[[ Source information, beginning ]]

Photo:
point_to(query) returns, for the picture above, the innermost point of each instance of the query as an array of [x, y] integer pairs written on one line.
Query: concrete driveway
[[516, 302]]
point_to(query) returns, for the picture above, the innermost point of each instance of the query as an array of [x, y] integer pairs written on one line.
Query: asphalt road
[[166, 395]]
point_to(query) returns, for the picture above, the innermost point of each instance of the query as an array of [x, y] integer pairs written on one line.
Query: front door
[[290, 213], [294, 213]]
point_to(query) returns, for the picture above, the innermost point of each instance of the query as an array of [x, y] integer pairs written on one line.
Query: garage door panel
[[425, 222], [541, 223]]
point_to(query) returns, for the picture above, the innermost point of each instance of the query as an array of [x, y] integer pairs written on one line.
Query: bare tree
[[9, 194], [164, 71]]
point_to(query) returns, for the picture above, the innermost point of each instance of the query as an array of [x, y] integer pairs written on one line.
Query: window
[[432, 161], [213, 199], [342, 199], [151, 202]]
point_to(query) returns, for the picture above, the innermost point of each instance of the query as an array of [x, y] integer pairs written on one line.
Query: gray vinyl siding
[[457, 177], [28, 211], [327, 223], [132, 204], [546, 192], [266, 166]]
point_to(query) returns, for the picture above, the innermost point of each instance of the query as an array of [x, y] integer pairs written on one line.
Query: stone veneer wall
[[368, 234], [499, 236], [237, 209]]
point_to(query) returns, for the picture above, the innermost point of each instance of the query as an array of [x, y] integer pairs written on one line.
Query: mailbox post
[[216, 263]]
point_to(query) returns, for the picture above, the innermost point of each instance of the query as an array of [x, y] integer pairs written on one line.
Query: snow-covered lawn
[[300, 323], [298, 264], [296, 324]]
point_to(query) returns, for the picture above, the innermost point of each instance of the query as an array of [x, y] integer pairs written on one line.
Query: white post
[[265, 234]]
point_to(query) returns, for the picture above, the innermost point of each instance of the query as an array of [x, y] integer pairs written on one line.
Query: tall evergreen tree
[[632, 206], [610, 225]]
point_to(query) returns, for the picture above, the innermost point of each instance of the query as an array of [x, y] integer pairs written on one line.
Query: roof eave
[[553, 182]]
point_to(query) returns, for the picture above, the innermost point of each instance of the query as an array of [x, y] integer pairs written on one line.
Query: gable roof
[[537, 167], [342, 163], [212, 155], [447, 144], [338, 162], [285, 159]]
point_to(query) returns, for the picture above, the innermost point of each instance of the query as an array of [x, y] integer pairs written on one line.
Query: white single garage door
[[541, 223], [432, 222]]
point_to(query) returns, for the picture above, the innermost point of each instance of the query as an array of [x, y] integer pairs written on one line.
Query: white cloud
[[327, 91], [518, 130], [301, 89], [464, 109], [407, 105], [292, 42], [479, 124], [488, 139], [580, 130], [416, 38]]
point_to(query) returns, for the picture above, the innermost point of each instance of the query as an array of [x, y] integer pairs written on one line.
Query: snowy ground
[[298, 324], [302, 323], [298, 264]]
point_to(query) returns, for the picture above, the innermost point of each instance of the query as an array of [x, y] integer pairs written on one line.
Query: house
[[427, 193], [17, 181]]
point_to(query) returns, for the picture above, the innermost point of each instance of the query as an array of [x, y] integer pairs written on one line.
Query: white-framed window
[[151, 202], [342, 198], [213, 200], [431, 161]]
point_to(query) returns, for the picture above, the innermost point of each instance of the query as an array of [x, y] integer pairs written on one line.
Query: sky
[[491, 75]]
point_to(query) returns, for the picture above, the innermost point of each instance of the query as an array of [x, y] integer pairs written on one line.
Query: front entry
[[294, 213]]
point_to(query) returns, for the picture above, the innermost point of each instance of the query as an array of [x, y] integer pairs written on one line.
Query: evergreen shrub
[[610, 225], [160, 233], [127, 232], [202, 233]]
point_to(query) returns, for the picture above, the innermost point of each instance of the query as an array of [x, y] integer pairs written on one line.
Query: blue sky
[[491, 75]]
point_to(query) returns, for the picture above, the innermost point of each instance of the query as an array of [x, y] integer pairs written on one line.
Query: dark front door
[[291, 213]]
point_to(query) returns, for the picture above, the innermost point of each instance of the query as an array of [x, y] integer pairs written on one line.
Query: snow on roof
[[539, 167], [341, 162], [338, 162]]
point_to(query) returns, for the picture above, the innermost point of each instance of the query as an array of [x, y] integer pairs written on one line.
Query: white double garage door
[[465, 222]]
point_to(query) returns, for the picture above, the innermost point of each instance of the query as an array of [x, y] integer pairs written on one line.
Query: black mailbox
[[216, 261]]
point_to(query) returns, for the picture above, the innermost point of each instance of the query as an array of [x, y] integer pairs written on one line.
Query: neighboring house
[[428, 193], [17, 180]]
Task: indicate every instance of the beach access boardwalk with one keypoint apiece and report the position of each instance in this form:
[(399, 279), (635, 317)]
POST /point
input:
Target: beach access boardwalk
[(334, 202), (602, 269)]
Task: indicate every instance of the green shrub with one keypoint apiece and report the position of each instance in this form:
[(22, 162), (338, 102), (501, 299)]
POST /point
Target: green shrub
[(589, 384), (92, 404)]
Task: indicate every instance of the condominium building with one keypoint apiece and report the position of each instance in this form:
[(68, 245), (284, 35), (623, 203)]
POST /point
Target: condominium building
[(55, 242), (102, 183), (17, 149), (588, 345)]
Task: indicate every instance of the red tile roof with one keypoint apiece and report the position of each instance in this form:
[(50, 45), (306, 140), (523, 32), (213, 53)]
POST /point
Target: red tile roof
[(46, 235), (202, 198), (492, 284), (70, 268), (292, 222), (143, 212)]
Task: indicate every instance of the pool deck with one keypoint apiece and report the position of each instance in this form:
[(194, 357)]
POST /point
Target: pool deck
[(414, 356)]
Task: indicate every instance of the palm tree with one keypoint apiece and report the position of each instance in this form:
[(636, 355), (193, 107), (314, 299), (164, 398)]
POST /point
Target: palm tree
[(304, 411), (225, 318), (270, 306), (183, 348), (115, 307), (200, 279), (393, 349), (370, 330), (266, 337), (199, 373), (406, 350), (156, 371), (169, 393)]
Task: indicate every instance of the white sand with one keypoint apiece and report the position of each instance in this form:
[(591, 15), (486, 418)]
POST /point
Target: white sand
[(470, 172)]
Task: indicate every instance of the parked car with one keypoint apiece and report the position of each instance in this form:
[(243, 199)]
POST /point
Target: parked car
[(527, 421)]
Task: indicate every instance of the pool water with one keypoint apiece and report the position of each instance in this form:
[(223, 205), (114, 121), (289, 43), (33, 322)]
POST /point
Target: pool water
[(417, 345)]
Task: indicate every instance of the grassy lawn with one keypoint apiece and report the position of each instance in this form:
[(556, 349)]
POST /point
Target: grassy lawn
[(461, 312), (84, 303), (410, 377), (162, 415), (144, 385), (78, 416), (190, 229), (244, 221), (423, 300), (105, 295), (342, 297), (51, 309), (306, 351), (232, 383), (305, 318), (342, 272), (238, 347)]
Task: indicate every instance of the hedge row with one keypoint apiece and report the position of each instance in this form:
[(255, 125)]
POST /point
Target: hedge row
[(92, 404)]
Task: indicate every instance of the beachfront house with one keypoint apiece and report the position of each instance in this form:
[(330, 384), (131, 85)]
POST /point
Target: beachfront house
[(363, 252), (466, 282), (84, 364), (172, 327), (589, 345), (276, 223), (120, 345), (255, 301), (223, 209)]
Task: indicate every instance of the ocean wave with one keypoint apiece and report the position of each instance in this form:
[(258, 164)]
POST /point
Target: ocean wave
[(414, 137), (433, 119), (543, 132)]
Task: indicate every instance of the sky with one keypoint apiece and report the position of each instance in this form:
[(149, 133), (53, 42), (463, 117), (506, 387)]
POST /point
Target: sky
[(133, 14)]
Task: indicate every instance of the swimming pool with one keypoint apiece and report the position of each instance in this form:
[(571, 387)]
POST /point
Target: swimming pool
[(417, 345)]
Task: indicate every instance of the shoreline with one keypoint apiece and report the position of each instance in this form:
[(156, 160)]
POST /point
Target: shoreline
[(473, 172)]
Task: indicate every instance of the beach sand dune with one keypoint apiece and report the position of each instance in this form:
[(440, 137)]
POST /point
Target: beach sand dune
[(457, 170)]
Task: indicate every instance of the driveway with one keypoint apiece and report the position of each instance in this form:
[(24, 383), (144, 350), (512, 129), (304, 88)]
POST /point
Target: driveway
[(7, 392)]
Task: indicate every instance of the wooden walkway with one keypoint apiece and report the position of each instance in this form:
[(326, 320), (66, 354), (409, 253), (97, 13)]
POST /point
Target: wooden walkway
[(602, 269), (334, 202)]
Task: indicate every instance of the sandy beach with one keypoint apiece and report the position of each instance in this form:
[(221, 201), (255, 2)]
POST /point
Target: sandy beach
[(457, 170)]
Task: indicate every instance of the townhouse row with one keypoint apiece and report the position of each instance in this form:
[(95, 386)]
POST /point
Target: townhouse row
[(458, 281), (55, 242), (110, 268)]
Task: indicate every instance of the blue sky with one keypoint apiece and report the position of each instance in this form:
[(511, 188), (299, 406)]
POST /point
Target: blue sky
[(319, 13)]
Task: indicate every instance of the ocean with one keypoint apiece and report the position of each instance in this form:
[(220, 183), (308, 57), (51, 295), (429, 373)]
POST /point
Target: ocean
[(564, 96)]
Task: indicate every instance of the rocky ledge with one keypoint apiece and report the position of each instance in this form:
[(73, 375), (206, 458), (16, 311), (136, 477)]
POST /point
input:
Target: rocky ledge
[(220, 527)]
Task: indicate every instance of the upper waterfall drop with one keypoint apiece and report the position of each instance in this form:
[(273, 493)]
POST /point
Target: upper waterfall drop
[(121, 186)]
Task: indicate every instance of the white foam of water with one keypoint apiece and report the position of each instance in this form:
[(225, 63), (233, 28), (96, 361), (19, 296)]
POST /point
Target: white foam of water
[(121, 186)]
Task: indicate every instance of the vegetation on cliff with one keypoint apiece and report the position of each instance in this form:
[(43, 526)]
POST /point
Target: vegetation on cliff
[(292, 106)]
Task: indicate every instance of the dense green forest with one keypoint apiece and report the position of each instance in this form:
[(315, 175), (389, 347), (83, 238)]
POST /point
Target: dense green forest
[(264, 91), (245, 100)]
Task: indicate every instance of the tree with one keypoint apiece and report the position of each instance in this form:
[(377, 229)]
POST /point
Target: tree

[[ Source information, end ]]

▶ [Work task]: Exactly and exclusively, repeat the lines from the line that contains "Task: indicate every instance of the white foam" through the end of the records, both ends included.

▶ [Result of this exercise]:
Task: indicate every instance of the white foam of water with one keypoint apiece and report the position of each instance in this form:
[(225, 63), (233, 28), (96, 361), (19, 296)]
POST /point
Target: white foam of water
[(121, 186)]
Task: indicate every instance of the vegetation on cliff with one keypoint apiece and report the position of each instance in this form:
[(43, 526)]
POST /point
Target: vegetation on cliff
[(292, 106)]
Task: indicate every instance of the dense green forest with one keypoint apiece and report the position of each instance in this form:
[(315, 175), (389, 347), (83, 238)]
POST /point
Target: dense green forest
[(264, 91), (245, 100)]
Task: indicate every instance of the tree with one keypoint apiece and report the position of each instance in this form:
[(377, 229)]
POST /point
Target: tree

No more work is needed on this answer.